§ Opdrachten
**A.** Citeer uit de tekst over Sloterdijk en religie het gedeelte tussen "Met andere woorden: religie" en "verpakt in oefensystemen.", beide inbegrepen.
**B.** Geef bij elke bewering aan of ze klopt met de tekst over Sloterdijk en religie, met ja of nee en de beslissende woorden uit die tekst letterlijk geciteerd. (i) Sloterdijk maakt van religie een onderafdeling van oefensystemen. (ii) Dawkins, Hitchens en Harris hebben met hun kritiek veel mensen overtuigd die het nog niet met hen eens waren. (iii) De rol van religie kan alleen door religie zelf worden gespeeld.
**C.** Ga verder met de tekst over Sloterdijk en religie, vanaf het punt waar die ophoudt.

§ Tekstblok
========================================================================
Het probleem is dat religie wordt voorgesteld als een eigenstandige zaak, als iets dat wezenlijk is voor menszijn. Wanneer je ‘gelooft in het bestaan van geloof’ (zoals Sloterdijk het noemt) en religie opvat als onontkoombaar voor een optimaal, menswaardig bestaan, heb je een probleem. Immers, religie negeren of bestrijden betekent dan: tekort doen aan menszijn. Inderdaad, een dwingende gedachte, mits je meegaat in de aanname dat religie even onmisbaar is voor de geest als dat lucht dat is voor het lichaam. Wie wil van existentiële nalatigheid en mensheidsverwaarlozing worden beticht?
Het interessante van Sloterdijk is om niet op een domme manier religie te negeren of te bestrijden, maar om haar tot een onderafdeling te maken van iets waar we als mens niet aan ontkomen, namelijk oefensystemen. En we hebben die oefensystemen nodig om, als ‘minst vastgestelde dier’, ons potentieel te ontplooien en om onze afweer tegen bedreiging en gevaar op peil te houden. Niet alleen op fysiek en sociaal niveau, maar ook symbolisch (tegen de dreiging van de dood bijvoorbeeld). Religie is met name op dit laatste niveau effectief. Haar rol kan evenwel ook door andere zaken worden gespeeld.
Met andere woorden: religie doet zich voor als onontkoombaar, maar dat is schijn. Een kwestie van verwisselen van oorzaak en gevolg. Of beter: van vraag en antwoord. Religie is een antwoord op een vraag die ook anders beantwoord kan worden. Niet hemelschokkend, inderdaad, want aards: de werkzame elementen van religie worden teruggebracht naar alledaagse vragen, behoeften en verlangens, verpakt in oefensystemen.
Terwijl Sloterdijk de indruk wekt religie voluit serieus te nemen, ‘ondergraaft’ hij het fenomeen op subtiele wijze, - een stuk interessanter dan de massieve kritiek van gelovige antigelovigen zoals Richard Dawkins, Christopher Hitchens en Sam Harris, die nog nooit iemand anders hebben overtuigd dan degenen die het al met hen eens waren. Hooguit wekken zij angst, hetgeen niet erg verleidelijk werkt. Of Sloterdijk wel overtuigend is voor religieus gelovigen, valt te betwijfelen. Minstens doet hij een intelligente poging om de onvermijdelijk geachte gedachte van een ‘terugkeer van religie’ een halt toe te roepen, zonder antireligieus te worden. Je kunt immers moeilijk tegen iets zijn dat niet bestaat.
========================================================================
§ Puntannotaties bij foto's
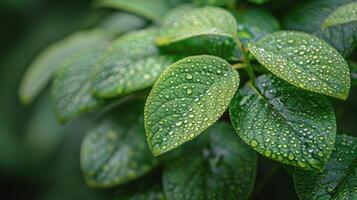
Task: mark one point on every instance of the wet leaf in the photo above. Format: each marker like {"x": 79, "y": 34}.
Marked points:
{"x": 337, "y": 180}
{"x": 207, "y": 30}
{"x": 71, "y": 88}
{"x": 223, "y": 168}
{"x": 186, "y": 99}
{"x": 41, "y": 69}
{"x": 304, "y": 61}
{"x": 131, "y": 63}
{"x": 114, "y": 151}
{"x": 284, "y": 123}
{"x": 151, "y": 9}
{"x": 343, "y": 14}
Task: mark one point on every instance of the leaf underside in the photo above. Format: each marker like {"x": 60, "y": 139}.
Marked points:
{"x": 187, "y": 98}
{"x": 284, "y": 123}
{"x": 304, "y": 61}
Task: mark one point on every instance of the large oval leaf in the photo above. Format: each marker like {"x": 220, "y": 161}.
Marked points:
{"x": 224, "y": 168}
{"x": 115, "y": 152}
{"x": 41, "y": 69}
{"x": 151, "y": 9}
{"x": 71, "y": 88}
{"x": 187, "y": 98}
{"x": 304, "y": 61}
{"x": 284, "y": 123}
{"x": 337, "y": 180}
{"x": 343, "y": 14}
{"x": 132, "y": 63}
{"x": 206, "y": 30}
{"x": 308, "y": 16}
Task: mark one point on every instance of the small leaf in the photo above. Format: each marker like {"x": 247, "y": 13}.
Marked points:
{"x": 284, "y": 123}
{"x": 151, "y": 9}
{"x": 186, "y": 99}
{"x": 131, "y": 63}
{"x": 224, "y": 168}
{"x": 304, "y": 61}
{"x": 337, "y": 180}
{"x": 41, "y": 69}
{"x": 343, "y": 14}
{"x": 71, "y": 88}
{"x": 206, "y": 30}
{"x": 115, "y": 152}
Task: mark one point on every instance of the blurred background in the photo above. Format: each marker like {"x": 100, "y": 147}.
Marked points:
========================================================================
§ Antwoorden
**A.**
Met andere woorden: religie doet zich voor als onontkoombaar, maar dat is schijn. Een kwestie van verwisselen van oorzaak en gevolg. Of beter: van vraag en antwoord. Religie is een antwoord op een vraag die ook anders beantwoord kan worden. Niet hemelschokkend, inderdaad, want aards: de werkzame elementen van religie worden teruggebracht naar alledaagse vragen, behoeften en verlangens, verpakt in oefensystemen.

**B.**
(i) Ja: "maar om haar tot een onderafdeling te maken van iets waar we als mens niet aan ontkomen, namelijk oefensystemen"
(ii) Nee: "die nog nooit iemand anders hebben overtuigd dan degenen die het al met hen eens waren"
(iii) Nee: "Haar rol kan evenwel ook door andere zaken worden gespeeld."

**C.**
Het boek van Sloterdijk helpt, niet om de overeenkomsten tussen de verschillende religies te zien (hetgeen vaak nogal geforceerde abstracties oplevert), maar om de overeenkomsten te zien tussen verschillende vormen van oefenend leven, én om die vormen überhaupt te concipiëren als ‘oefenend leven’. De domeinen ‘religie’, ‘ethisch leven’, ‘sport’ en ‘werk’ (om enkele belangrijke te noemen) blijken meer met elkaar te maken te hebben dan je op het eerste gezicht zou zeggen. En niet oppervlakkig, maar diep menselijk.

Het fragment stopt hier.